> _EXERCISE PROMPT_:
Reproduce word for word the stretch from "I'm still using" through "drawers with dividers." in the forum thread on hardware storage below.

> _PASSAGE PROVIDED_:
###

# nuts and bolts-storage



## kesjc (Dec 16, 2007)

I like to make a storage unit that I could have all my hardware organized in. Any thoughts. thanks


----------



## Kingfisher (Oct 14, 2007)

I'm still using the "classic" coffee can method. It works and I built a old style tool box/tray that carries 10 cans so I could load it with the fasener I thought I would need on job. Mine are mainly screws and nails but should work the same.


----------



## woodman42 (Aug 6, 2007)

What about something like what Lowe's and HD have for their specialty fasteners? I have been considering something like that for my shop.
Basically a cabinet with shallow drawers with dividers.


----------



## bigredc (Sep 1, 2007)

I use anything with a screw on lid. peanutbutter, mayonaze jar.


----------



## Daren (Oct 14, 2006)

###

> _DATA_:

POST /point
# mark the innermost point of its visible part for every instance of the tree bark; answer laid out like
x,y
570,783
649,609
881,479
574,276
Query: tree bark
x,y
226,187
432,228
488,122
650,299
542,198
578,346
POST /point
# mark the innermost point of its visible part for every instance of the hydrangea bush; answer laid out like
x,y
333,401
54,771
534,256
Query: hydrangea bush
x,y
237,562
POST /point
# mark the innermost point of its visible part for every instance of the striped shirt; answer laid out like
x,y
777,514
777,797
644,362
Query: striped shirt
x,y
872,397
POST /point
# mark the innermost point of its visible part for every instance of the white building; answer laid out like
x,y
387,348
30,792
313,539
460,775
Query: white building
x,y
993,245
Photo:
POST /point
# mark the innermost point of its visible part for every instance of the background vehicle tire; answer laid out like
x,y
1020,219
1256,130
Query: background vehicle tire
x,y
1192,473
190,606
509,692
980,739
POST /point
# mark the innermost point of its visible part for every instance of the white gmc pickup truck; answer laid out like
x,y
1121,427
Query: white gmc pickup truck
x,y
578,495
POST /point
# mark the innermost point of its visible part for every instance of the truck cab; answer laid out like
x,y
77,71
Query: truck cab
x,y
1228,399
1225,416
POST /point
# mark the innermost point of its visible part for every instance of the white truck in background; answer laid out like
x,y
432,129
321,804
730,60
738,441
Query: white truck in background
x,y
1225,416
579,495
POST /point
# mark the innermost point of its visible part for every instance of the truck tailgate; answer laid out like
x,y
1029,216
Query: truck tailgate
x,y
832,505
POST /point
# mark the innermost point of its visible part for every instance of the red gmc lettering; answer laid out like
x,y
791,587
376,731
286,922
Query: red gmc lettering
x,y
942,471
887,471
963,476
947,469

###

> _SOLUTION TO THE EXERCISE_:
I'm still using the "classic" coffee can method. It works and I built a old style tool box/tray that carries 10 cans so I could load it with the fasener I thought I would need on job. Mine are mainly screws and nails but should work the same.


----------



## woodman42 (Aug 6, 2007)

What about something like what Lowe's and HD have for their specialty fasteners? I have been considering something like that for my shop.
Basically a cabinet with shallow drawers with dividers.